• Exercise input
=== Begin Enclosure ===
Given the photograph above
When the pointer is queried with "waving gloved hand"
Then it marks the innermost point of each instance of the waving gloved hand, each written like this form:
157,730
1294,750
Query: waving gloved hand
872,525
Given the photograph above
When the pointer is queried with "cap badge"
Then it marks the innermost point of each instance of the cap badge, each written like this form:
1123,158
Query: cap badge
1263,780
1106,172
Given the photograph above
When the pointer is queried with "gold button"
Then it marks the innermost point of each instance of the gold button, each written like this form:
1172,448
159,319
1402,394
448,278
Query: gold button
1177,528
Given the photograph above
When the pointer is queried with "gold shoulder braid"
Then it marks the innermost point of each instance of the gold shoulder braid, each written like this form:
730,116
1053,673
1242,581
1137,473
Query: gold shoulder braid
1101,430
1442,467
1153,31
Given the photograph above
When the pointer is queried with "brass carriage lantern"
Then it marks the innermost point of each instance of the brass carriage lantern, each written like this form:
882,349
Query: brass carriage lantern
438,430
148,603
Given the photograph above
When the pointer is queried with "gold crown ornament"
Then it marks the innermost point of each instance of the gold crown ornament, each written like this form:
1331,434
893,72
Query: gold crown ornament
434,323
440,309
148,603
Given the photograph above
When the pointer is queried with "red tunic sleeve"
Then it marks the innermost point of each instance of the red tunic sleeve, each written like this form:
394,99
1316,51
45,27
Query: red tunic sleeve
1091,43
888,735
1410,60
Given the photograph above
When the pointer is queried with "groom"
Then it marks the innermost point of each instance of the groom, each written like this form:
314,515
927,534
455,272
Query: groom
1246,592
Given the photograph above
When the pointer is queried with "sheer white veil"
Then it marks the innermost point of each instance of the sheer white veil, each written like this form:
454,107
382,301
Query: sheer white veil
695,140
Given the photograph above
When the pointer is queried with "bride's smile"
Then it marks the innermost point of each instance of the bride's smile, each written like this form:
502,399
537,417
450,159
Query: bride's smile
=== End Enclosure ===
• Work to be completed
Work out how many lines of the data include the word "queried". Then write only that number.

• Worked solution
10